**Excerpted text**
Christine Fair, whose research on Pakistan-based militant organizations provides the most analytically rigorous framework for understanding their internal dynamics, has argued that LeT’s greatest strategic asset is not its military capability but its organizational resilience, its ability to absorb losses, replace leadership, and continue operating across generational transitions. The campaign’s expansion to mid-tier targeting tests this resilience in a new way. Replacing a commander requires finding someone with sufficient authority and operational experience to lead. Replacing a facilitator like Rahman requires finding someone with the specific local knowledge, community relationships, and organizational trust that Rahman accumulated over years of work in Karachi. The first kind of replacement can sometimes be accomplished through promotion within the existing hierarchy. The second kind of replacement requires rebuilding relationships from scratch, a process that takes months or years and that carries no guarantee of success, particularly in an environment where the predecessor was killed and potential replacements may be reluctant to assume a role that has become visibly dangerous.

The comparative lens offered by other countries’ targeted killing programs provides additional analytical framework. Mossad’s post-Munich campaign, which hunted the Palestinian operatives responsible for the 1972 Olympic massacre, began with the most visible and senior figures and gradually moved to lower-ranking operatives as the initial target list was exhausted and as operational success built the intelligence picture needed to identify previously unknown network members. The CIA’s drone campaign in Pakistan’s tribal areas followed a similar trajectory, beginning with senior al-Qaeda leaders and gradually targeting mid-level commanders and facilitators as the target set expanded. The shadow war’s evolution from leadership targeting to facilitator targeting follows this historical pattern, and Rahman’s case is a concrete example of the transition.

What remains unknown, and what may never be knowable from open sources, is whether the campaign has a defined target list or whether it operates more opportunistically, targeting any identifiable LeT operative regardless of rank when the operational conditions are favorable. The answer to this question has significant implications for the campaign’s sustainability and its strategic endgame. A defined list implies a finite campaign that ends when the list is exhausted. An opportunistic approach implies an open-ended campaign that continues as long as LeT continues to operate and as long as the intelligence infrastructure can identify new targets. Rahman’s mid-tier profile is consistent with either model but is perhaps more suggestive of the opportunistic approach, in which the campaign’s intelligence apparatus identifies targets continuously and the operational arm executes against them as conditions permit.

**Instruction 1**
In the passage on the campaign against LeT, what does Christine Fair argue is the group's greatest strategic asset?
The text and the rows that follow it are unrelated material.

**Dataset content**
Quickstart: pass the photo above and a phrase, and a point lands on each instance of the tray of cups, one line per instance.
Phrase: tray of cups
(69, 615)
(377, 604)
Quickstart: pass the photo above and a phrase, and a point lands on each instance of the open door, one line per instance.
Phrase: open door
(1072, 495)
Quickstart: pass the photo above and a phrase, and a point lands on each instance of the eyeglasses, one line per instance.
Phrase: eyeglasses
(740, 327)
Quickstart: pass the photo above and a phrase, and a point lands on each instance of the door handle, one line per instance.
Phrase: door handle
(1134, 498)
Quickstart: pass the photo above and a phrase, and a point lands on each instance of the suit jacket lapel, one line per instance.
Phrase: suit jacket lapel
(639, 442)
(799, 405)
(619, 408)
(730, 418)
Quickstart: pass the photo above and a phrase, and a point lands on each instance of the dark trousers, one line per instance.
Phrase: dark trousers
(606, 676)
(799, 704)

...

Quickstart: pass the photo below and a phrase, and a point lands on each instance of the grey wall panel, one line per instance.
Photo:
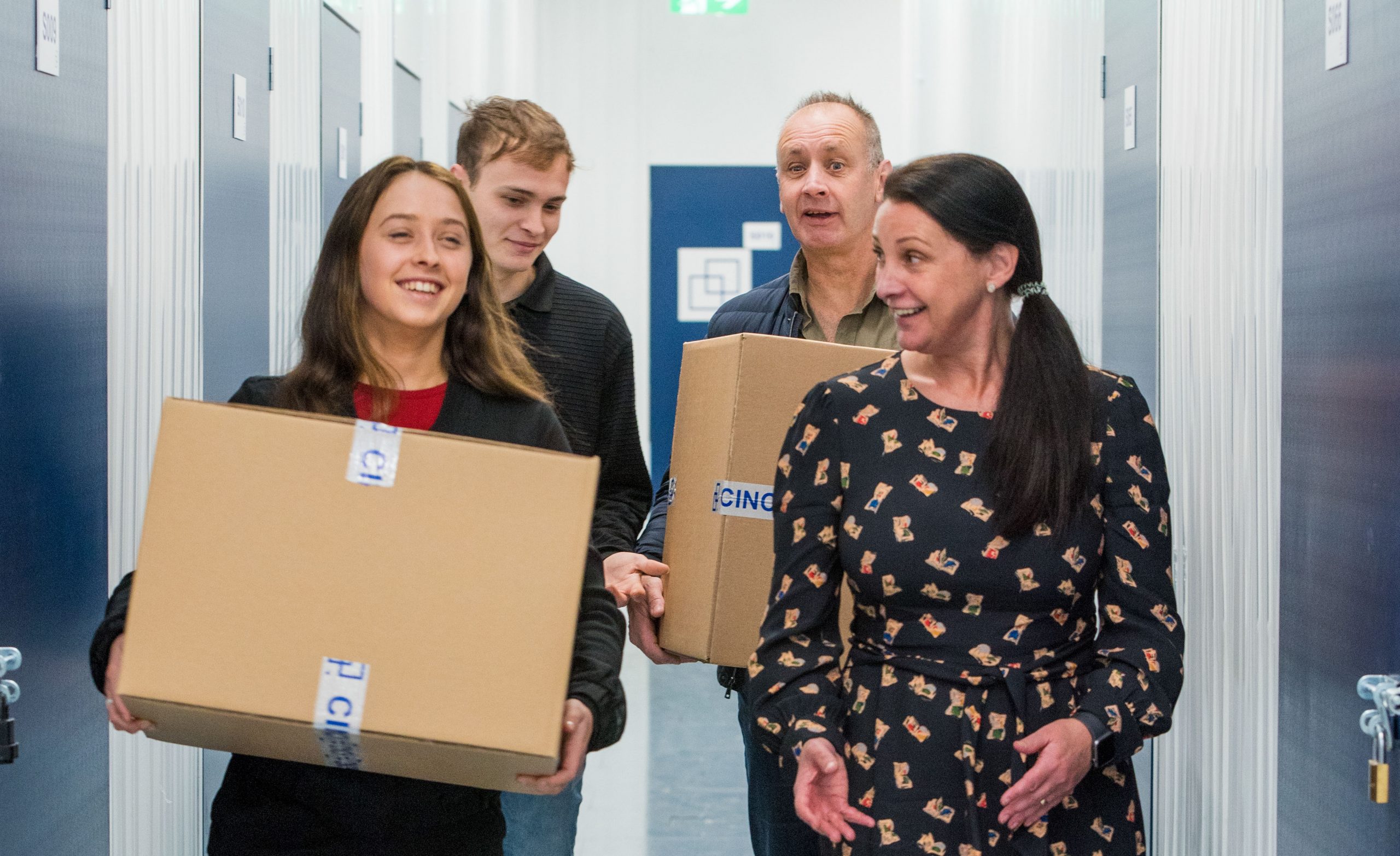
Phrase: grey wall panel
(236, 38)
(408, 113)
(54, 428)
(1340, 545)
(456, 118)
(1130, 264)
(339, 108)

---

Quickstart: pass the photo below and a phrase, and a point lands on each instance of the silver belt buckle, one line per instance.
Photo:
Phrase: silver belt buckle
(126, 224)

**Instruction 2**
From the rows, return word for word the part that opens with the line containing "handle, one line per instance." and closes with the line containing "(1134, 498)".

**Task response 1**
Its organizational resilience: its ability to absorb losses, replace leadership, and continue operating across generational transitions.

**Task response 2**
Quickstart: pass the photo above and a phrase, and a point lands on each instance of the door handle, one line per instance.
Phrase: door handle
(1134, 498)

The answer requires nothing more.